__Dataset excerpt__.
● ● ● ● ●

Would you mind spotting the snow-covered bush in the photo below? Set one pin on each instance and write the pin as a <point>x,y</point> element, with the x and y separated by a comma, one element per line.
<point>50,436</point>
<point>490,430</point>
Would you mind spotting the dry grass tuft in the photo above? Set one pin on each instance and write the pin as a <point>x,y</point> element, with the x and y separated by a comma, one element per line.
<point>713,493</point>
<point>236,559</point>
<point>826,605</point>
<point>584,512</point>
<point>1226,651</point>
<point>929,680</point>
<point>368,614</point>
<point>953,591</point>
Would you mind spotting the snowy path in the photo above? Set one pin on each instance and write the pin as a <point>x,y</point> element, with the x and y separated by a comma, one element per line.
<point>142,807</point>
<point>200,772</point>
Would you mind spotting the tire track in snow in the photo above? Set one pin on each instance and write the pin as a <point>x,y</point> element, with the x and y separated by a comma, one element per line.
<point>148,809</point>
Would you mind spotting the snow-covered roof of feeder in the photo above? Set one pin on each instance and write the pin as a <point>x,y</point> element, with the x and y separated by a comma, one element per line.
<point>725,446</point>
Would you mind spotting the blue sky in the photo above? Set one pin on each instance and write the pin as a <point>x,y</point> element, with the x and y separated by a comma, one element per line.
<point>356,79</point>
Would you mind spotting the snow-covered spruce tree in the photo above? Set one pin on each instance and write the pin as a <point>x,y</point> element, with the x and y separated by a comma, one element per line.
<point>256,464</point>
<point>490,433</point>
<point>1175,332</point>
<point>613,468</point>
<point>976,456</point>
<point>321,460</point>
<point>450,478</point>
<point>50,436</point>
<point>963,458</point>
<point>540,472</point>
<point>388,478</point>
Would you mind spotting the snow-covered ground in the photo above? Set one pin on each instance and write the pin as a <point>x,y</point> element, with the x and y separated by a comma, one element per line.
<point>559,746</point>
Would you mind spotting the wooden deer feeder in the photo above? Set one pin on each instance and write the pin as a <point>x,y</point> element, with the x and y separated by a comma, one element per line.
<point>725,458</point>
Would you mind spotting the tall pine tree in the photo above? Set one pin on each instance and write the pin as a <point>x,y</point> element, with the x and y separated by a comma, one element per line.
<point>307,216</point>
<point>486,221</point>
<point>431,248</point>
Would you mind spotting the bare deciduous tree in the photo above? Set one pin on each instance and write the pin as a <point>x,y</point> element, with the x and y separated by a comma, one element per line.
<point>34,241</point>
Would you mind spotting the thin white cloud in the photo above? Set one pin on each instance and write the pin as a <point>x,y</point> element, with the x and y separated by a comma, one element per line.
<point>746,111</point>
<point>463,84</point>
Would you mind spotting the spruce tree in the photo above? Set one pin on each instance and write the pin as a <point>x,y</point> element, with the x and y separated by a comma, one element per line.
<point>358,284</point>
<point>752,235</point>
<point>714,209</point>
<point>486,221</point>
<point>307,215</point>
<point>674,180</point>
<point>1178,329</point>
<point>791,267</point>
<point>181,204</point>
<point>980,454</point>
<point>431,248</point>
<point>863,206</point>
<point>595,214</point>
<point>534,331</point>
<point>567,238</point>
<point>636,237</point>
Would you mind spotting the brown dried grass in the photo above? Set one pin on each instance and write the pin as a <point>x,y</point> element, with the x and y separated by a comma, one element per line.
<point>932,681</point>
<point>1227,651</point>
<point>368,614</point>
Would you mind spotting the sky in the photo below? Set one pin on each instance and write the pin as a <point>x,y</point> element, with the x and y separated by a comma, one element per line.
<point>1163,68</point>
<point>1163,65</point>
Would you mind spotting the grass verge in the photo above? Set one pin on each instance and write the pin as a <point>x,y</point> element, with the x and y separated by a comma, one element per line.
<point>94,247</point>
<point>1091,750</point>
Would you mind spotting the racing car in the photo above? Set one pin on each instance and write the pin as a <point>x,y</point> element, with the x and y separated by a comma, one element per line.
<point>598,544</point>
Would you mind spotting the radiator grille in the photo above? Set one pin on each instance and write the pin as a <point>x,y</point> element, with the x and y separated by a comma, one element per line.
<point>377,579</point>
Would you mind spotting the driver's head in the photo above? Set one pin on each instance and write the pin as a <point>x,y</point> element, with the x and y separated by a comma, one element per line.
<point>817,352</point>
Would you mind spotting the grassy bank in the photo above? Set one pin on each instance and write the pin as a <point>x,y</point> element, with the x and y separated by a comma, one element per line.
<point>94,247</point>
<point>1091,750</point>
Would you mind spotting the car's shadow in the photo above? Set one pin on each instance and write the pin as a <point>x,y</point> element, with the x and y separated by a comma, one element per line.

● ● ● ● ●

__SHORT PROBLEM__. Give every line of the listing above as a numbered list, leaving out blank lines.

__FINISHED TASK__.
1. Would you mind spotting the snow-covered bush in the photo below? Set one pin on each instance and write the pin as a <point>x,y</point> element, with the x and y separated by a comma, one element per line.
2. <point>50,436</point>
3. <point>490,430</point>
4. Would you mind spotting the dry grass tuft in the photo above? Set one pin on each instance and write the pin as a <point>x,y</point> element, with the x and y separated by a comma, one element per line.
5. <point>713,493</point>
6. <point>236,559</point>
7. <point>826,605</point>
8. <point>584,512</point>
9. <point>1226,651</point>
10. <point>929,680</point>
11. <point>368,614</point>
12. <point>953,591</point>
13. Would you mind spotting the snowy path in the photo above? Set one pin on each instance and write the pin as a <point>x,y</point> element, with the x and y separated by a comma, one element per line.
14. <point>142,807</point>
15. <point>200,772</point>
16. Would you mind spotting the tire track in snow in the photo above? Set one pin on each instance and write the pin as a <point>x,y</point> element, with the x and y separated by a comma, one element per line.
17. <point>148,809</point>
18. Would you mind spotting the snow-covered roof of feeder in the photo above? Set one pin on each instance and write the pin as a <point>x,y</point> element, with the x and y separated by a comma, one element per line.
19. <point>725,446</point>
20. Would you mind spotting the blue sky in the photo above? Set one pin on each instance and write the pin as a <point>x,y</point> element, with the x and y separated by a comma, one element per line.
21. <point>356,79</point>
22. Would you mind spotting the snow-covered spruce tree in the photo above? Set one pin on each instance and write the pin as a <point>x,y</point> element, with the x and y separated by a comma, one element per line.
23. <point>256,464</point>
24. <point>490,433</point>
25. <point>1175,332</point>
26. <point>613,468</point>
27. <point>976,456</point>
28. <point>321,460</point>
29. <point>450,478</point>
30. <point>50,436</point>
31. <point>963,458</point>
32. <point>540,472</point>
33. <point>388,478</point>
34. Would you mind spotting the snow-covered ground in the photo above? Set one pin on each instance and write the pin as a <point>x,y</point> element, with the x and y separated by a comma, one element per line.
35. <point>559,746</point>
36. Would you mind spotting the wooden deer feeder in the photo above? Set one pin on each instance and write the pin as a <point>x,y</point> element, with the x and y separated by a comma, one element per line.
37. <point>725,458</point>
38. Would you mind spotting the tall pine tree in the photo above? Set one pin on each instance and write the pin as a <point>x,y</point> element, with the x and y separated by a comma, one element per line.
39. <point>307,216</point>
40. <point>486,221</point>
41. <point>431,248</point>
42. Would you mind spotting the bare deciduous tree in the photo above? Set one pin on each instance and write the pin as a <point>x,y</point> element, with the x and y separated by a comma, one element per line.
43. <point>34,241</point>
44. Would you mind spotting the thin white cloud in the photo above? Set one pin on each instance and write the pin as a <point>x,y</point> element, with the x and y separated by a comma, one element per line.
45. <point>746,111</point>
46. <point>463,84</point>
47. Would you mind spotting the spruce tree in the photo above? Set one pin on each instance and write the pin as a <point>x,y</point> element, with the x and y separated by a comma, one element per line.
48. <point>358,284</point>
49. <point>752,235</point>
50. <point>714,209</point>
51. <point>486,221</point>
52. <point>307,215</point>
53. <point>674,180</point>
54. <point>1178,329</point>
55. <point>791,267</point>
56. <point>181,204</point>
57. <point>980,454</point>
58. <point>431,248</point>
59. <point>863,206</point>
60. <point>595,214</point>
61. <point>534,331</point>
62. <point>567,238</point>
63. <point>636,237</point>
64. Would you mind spotting the brown dried grass in the photo above? Set one pin on each instance and write the pin as a <point>x,y</point> element, with the x and y separated by a comma, one element per line.
65. <point>932,681</point>
66. <point>1227,651</point>
67. <point>368,614</point>
68. Would you mind spotting the sky in the photo below? Set one pin on each instance and write the pin as a <point>x,y</point> element, with the x and y separated by a comma, one element per line.
69. <point>1163,68</point>
70. <point>1163,65</point>
71. Would you mind spotting the grass verge in the photo above? Set one pin on each instance and write the pin as a <point>x,y</point> element, with the x and y separated by a comma, one element per line.
72. <point>94,247</point>
73. <point>1091,750</point>
74. Would you mind spotting the racing car in the photo above? Set one pin on each instance and write the pin as a <point>x,y</point> element, with the x and y separated by a comma, one element per line.
75. <point>598,544</point>
76. Would you mind spotting the radiator grille in the photo above? Set one pin on each instance and write the pin as a <point>x,y</point> element, with the x and y separated by a comma, one element per line.
77. <point>377,579</point>
78. Would you mind spotting the driver's head in the photo above? Set one pin on each instance and write the pin as a <point>x,y</point> element, with the x and y separated by a comma, one element per line.
79. <point>817,352</point>
80. Would you mind spotting the grassy bank in the photo above? Set one pin on each instance and write the pin as a <point>x,y</point> element, with the x and y separated by a comma, one element per line.
81. <point>94,247</point>
82. <point>1091,750</point>
83. Would you mind spotting the car's shadow in the photo above? Set one pin on each instance and write the pin as a <point>x,y</point> element, with the x and y separated by a comma, one element per line.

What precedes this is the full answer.